▶ Extracted data entries:

:::::

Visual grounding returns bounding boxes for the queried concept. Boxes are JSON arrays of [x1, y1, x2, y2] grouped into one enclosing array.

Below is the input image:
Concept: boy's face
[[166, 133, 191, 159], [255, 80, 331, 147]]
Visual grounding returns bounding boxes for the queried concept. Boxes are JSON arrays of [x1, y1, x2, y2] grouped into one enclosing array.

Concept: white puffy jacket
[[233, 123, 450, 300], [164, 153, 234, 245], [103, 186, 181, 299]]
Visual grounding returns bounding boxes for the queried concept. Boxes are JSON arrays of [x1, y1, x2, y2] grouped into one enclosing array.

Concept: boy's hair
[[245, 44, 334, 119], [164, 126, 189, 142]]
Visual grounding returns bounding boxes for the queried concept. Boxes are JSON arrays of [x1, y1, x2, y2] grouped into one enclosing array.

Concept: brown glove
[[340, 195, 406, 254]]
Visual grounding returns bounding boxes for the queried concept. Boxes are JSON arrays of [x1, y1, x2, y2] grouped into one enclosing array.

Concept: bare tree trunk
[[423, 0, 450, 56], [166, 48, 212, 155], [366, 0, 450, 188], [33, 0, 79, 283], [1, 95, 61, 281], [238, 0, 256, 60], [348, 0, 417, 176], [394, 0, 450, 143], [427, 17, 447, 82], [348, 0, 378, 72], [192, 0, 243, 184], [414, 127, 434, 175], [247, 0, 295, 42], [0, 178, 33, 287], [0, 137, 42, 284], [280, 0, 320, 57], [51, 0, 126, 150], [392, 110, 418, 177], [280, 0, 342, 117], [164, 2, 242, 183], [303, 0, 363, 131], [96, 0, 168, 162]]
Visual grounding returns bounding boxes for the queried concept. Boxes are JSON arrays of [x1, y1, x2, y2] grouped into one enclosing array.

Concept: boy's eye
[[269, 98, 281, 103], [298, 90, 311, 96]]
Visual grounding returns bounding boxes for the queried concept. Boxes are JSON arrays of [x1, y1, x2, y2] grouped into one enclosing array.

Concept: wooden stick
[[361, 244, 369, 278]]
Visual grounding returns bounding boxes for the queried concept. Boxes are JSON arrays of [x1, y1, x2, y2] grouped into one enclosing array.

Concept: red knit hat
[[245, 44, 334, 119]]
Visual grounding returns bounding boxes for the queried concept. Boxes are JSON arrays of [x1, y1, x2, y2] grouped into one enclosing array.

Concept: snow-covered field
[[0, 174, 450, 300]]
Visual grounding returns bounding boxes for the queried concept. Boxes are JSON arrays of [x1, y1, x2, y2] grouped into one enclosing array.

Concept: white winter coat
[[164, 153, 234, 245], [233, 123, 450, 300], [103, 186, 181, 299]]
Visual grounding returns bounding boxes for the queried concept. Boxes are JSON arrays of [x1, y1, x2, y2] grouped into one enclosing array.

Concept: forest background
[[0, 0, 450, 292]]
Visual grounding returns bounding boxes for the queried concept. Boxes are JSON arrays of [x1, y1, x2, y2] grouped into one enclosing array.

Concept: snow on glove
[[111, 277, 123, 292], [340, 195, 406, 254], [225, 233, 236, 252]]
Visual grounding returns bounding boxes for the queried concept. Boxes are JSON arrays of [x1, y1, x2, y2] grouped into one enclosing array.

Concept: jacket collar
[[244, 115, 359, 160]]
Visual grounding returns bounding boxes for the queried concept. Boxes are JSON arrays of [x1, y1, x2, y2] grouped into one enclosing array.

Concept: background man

:::::

▶ What to produce: Copy the entries word for word, starting from the first line and ending with the line that contains "[[340, 195, 406, 254]]".

▶ Task result:
Visual grounding returns bounding boxes for the queried concept. Boxes are JSON arrays of [x1, y1, x2, y2] grouped into one enclosing array.

Below is the input image:
Concept: boy's face
[[166, 133, 191, 159], [255, 80, 331, 147]]
Visual grounding returns bounding boxes for the queried concept. Boxes are JSON arrays of [x1, y1, x2, y2] grouped into one enclosing array.

Concept: white puffy jacket
[[233, 123, 450, 300], [164, 153, 234, 245], [103, 186, 181, 299]]
Visual grounding returns bounding boxes for the queried concept. Boxes are JSON arrays of [x1, y1, x2, y2] grouped into one enclosing array.

Concept: boy's hair
[[245, 44, 334, 119], [164, 126, 189, 142]]
Visual grounding returns bounding boxes for the queried concept. Boxes are JSON arrays of [x1, y1, x2, y2] grouped into one enclosing array.

Concept: brown glove
[[340, 195, 406, 254]]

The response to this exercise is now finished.